[ニューヨーク 21日 ロイター] - ニューヨーク外為市場では、ドル指数が約1年ぶりの水準に低下した。欧州中央銀行(ECB)のドラギ総裁が前日、ユーロ高について懸念を表明しなかったことに加え、トランプ米政権の政策運営に対する懸念が払しょくされていないことが重しとなった。

主要6通貨に対するドル指数<.DXY>は一時93.854と、昨年6月以来の水準に低下。終盤の取引では約0.5%低下の93.885となっている。

ユーロ/ドル<EUR=>は一時1.1682ドルと、約2年ぶりの高値を更新。終盤の取引では0.4%高の1.1674ドル。ドル/円<JPY=>は一時111.02円と、約4週間ぶりの安値を付けた。

ドラギ総裁は前日、金融情勢はおおむね支援的であるとの認識を表明。ユーロの上昇は「一定の注目を集めた」としながらも、ユーロ高は問題であるとの認識を示すことはなく、直接的な口先介入もなかった。

### データ行
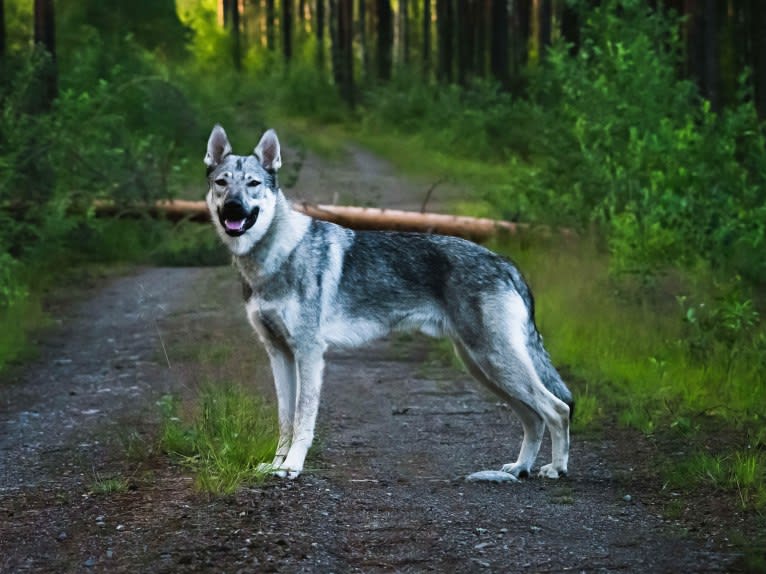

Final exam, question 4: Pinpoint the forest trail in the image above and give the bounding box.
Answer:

==

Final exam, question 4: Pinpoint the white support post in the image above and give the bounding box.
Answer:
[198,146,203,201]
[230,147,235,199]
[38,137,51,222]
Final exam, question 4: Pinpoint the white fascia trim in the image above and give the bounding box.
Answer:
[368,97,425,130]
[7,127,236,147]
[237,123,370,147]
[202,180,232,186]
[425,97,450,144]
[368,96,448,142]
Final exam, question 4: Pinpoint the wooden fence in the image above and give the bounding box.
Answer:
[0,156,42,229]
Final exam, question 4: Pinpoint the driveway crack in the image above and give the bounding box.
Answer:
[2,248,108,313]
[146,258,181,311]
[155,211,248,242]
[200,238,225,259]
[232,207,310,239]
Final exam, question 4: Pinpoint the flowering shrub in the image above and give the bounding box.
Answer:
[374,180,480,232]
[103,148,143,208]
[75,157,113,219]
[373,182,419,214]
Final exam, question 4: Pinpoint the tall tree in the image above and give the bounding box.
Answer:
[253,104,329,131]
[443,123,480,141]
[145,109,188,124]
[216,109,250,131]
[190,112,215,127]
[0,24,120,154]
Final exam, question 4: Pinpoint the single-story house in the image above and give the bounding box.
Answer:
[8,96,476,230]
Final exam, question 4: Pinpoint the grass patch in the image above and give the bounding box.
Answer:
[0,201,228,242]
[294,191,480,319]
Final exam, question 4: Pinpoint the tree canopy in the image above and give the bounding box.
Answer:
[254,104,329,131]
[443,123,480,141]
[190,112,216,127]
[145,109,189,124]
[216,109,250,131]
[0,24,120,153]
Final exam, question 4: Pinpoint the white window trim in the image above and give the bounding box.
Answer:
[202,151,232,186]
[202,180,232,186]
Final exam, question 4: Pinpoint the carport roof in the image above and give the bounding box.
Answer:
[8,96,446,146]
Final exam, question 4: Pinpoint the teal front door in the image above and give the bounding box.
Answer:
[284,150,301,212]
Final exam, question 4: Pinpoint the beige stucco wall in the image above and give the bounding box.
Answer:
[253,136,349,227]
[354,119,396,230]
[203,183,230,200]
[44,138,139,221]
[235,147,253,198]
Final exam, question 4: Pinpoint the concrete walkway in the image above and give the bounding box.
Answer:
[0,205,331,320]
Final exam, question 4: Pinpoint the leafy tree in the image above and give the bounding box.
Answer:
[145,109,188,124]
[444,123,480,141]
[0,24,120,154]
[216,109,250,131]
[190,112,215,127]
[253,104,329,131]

* * *

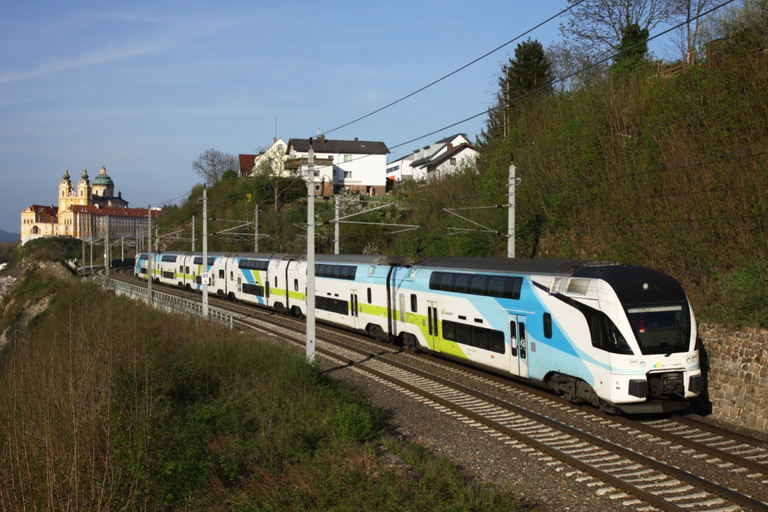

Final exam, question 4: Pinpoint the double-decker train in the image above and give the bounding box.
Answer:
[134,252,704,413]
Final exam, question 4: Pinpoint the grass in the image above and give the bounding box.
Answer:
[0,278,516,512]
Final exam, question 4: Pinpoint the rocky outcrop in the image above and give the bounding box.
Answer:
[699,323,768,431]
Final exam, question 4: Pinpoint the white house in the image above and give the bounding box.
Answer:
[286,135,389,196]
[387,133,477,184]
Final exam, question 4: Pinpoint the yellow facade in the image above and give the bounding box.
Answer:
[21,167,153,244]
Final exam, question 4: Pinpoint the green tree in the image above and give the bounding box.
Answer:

### 課題 A
ニューヨーク外為市場の記事をもとに、次の問いに答えてください。
(i) 主要6通貨に対するドル指数が一時付けた水準はいくつか。
(ii) ユーロ/ドルが一時付けた高値はいくらか。
(iii) ドル/円が一時付けた安値はいくらか。
### 課題 B
ニューヨーク外為市場の記事の続きを、最後の文の後から書き進めてください。

### 最終結果 A
(i) 93.854
(ii) 1.1682ドル
(iii) 111.02円

### 最終結果 B
ドラギ総裁がユーロ高に懸念を示さなかったことで、市場ではECBは年内にテーパリング(緩和措置の段階的な縮小)に着手する軌道から外れていないとの観測が拡大。オアンダ(トロント)の首席外為ストラテジスト、ディーン・ポップルウェル氏は、「ドラギ総裁がユーロ高に対して踏み込んだ発言をしなかったことは、ユーロ買いを進めたい投資家に対するゴーサインとなった」としている。

ユーロは週初からは対ドルで1.8%の上昇となる見込み。上昇は2週間連続となる。ドル指数は週初から1.3%低下の見通し。低下は2週間連続。

このほか、トランプ米大統領とロシアとの不透明な関係を巡る疑惑の捜査でトランプ政権が進める景気浮揚策の実施が阻害されるとの懸念がドルの重しになっている。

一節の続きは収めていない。